● INFORMATION GIVEN:
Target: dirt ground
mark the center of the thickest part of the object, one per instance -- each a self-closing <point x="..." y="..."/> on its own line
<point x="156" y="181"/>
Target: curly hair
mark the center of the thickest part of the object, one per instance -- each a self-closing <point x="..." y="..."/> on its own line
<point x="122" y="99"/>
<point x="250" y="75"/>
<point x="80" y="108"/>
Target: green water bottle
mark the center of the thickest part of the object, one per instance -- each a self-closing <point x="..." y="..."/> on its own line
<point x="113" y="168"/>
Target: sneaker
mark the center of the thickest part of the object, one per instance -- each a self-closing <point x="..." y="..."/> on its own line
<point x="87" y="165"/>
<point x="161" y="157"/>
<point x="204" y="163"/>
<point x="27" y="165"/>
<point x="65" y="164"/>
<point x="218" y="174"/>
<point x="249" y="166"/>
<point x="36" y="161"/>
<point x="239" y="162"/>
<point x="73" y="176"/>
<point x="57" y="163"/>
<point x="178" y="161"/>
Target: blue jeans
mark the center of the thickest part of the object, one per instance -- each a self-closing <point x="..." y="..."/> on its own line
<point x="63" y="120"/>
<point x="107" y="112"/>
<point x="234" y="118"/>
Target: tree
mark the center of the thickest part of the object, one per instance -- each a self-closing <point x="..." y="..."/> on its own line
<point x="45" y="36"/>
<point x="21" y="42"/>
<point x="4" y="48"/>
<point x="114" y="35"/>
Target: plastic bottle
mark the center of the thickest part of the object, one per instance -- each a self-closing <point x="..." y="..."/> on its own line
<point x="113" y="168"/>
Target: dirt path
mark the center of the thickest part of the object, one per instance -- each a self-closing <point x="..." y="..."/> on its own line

● PROBLEM TO SOLVE:
Reproduce the listing above in full, substituting "widest part" for each occurrence of "thickest part" and leaving every other line and word unchanged.

● RESPONSE TO THIS TASK:
Target: dirt ground
mark the center of the widest part of the object, one per instance -- each a self-closing <point x="..." y="..."/> on its own line
<point x="156" y="181"/>
Target: curly hair
mark the center of the widest part of the object, one per instance -- each a self-closing <point x="..." y="..."/> on its own line
<point x="122" y="99"/>
<point x="250" y="75"/>
<point x="80" y="108"/>
Target: green water bottle
mark the center of the widest part of the object, one per instance -- each a self-closing <point x="..." y="..."/> on its own line
<point x="113" y="168"/>
Target: sneaker
mark the center of the widest part of the object, one per instance -- each a self-closing <point x="..." y="..."/> on its own line
<point x="87" y="165"/>
<point x="161" y="157"/>
<point x="204" y="163"/>
<point x="27" y="165"/>
<point x="65" y="164"/>
<point x="218" y="174"/>
<point x="249" y="166"/>
<point x="36" y="161"/>
<point x="239" y="162"/>
<point x="73" y="176"/>
<point x="57" y="163"/>
<point x="178" y="161"/>
Target: blue jeans
mark the center of the widest part of the object, one per instance -- each a self-closing <point x="..." y="..."/> on its own line
<point x="63" y="120"/>
<point x="107" y="112"/>
<point x="234" y="118"/>
Target: tree
mark the center of the widest part of the object, one per instance -- each a self-closing <point x="..." y="..."/> on its own line
<point x="45" y="36"/>
<point x="21" y="42"/>
<point x="4" y="48"/>
<point x="114" y="35"/>
Target: plastic bottle
mark the center of the widest part of the object, one per instance -- each a self-closing <point x="..." y="..."/> on its own line
<point x="113" y="168"/>
Target: dirt path
mark the center of the widest part of the object, one per instance -- each a self-closing <point x="..." y="..."/> on its own line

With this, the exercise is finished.